### TESTO DI PARTENZA
·····

Reportage

Con i siriani che tornano a casa: «Il Paese è devastato, ma la rinascita dipende da noi»

Dal giorno della caduta del regime di Bashar al Assad sono rientrati in migliaia. Viaggiano con il passaporto del Paese di cui sono diventati cittadini o con documenti che attestano il loro status di rifugiati o richiedenti asilo. Le loro voci e i loro sogni

di Asmae Dachan

Passata l’ultima frontiera il conducente dell’autobus si volta perso i passeggeri: «Bentornati in Siria. Adesso siete in aman, sicurezza. Nessuno vi chiederà tangenti e nessuno vi umilierà. Siete tornati nella Siria libera da Assad, adesso è tutto diverso». Dal buco sul parabrezza entra aria gelida, ma l’atmosfera a bordo è calda. Si scioglie la tensione, partono applausi e canti. Donne, uomini, prevalentemente giovani, ma ci sono anche bambini tra i siriani che tornano nel Paese attraversando la frontiera di terra che unisce la loro Patria alla Giordania.

·····

### RECORD ESTRATTI
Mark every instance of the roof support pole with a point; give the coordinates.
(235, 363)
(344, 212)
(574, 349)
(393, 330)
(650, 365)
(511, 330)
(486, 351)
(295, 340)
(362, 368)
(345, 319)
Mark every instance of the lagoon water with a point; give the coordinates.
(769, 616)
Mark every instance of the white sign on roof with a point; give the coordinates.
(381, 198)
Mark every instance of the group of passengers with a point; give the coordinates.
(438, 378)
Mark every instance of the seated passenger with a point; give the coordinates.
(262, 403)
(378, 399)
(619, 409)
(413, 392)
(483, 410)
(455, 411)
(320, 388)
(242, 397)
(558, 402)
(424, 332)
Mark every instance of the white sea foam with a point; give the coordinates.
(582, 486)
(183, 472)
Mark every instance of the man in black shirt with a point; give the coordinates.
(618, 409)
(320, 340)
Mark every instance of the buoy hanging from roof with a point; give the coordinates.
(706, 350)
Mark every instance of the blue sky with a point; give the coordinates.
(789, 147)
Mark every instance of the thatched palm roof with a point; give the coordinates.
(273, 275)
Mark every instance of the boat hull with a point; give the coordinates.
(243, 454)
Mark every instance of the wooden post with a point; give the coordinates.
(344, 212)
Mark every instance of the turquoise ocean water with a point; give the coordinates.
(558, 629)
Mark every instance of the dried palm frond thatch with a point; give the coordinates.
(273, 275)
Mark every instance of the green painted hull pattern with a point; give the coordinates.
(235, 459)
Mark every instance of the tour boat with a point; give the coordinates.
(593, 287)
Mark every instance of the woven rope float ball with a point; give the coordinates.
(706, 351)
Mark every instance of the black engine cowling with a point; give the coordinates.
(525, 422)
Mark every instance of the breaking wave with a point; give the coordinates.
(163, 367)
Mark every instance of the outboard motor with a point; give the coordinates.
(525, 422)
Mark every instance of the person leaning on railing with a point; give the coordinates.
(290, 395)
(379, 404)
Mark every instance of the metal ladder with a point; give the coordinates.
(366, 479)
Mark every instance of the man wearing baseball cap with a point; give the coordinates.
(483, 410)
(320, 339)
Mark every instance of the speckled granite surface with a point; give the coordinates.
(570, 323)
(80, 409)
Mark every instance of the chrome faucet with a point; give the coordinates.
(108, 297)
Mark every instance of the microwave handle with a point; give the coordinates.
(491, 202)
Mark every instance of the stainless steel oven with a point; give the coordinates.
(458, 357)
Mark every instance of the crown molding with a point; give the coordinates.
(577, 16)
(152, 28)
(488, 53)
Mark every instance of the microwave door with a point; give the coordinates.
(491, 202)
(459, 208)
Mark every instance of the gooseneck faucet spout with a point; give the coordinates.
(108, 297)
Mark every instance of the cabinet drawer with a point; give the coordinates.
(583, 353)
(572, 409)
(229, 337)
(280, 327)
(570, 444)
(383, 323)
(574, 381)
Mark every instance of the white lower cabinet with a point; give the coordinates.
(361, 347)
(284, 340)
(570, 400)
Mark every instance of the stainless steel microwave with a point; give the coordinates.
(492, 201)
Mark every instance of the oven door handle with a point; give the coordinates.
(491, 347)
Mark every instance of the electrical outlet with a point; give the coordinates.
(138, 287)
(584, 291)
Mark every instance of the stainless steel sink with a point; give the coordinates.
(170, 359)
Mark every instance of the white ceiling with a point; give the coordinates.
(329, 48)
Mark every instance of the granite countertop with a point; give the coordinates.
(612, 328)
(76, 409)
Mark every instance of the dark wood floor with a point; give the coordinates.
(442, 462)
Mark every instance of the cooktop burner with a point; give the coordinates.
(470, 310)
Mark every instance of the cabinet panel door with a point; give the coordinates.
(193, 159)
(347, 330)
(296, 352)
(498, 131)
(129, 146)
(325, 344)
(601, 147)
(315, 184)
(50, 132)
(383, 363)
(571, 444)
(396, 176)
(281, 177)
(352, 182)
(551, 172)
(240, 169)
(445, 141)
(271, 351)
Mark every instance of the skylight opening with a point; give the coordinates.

·····

### GRUPPO DI COMPITI
a) Secondo il reportage, con quale Paese confina la frontiera di terra che attraversano i siriani di ritorno?
b) Trascrivi fedelmente il passo del reportage che va da «Dal giorno della» fino a «Patria alla Giordania.» compreso.
I record sono materiale a sé, distinto dal reportage.

### RISULTATI
a) Con la Giordania.

b)
Dal giorno della caduta del regime di Bashar al Assad sono rientrati in migliaia. Viaggiano con il passaporto del Paese di cui sono diventati cittadini o con documenti che attestano il loro status di rifugiati o richiedenti asilo. Le loro voci e i loro sogni

di Asmae Dachan

Passata l’ultima frontiera il conducente dell’autobus si volta perso i passeggeri: «Bentornati in Siria. Adesso siete in aman, sicurezza. Nessuno vi chiederà tangenti e nessuno vi umilierà. Siete tornati nella Siria libera da Assad, adesso è tutto diverso». Dal buco sul parabrezza entra aria gelida, ma l’atmosfera a bordo è calda. Si scioglie la tensione, partono applausi e canti. Donne, uomini, prevalentemente giovani, ma ci sono anche bambini tra i siriani che tornano nel Paese attraversando la frontiera di terra che unisce la loro Patria alla Giordania.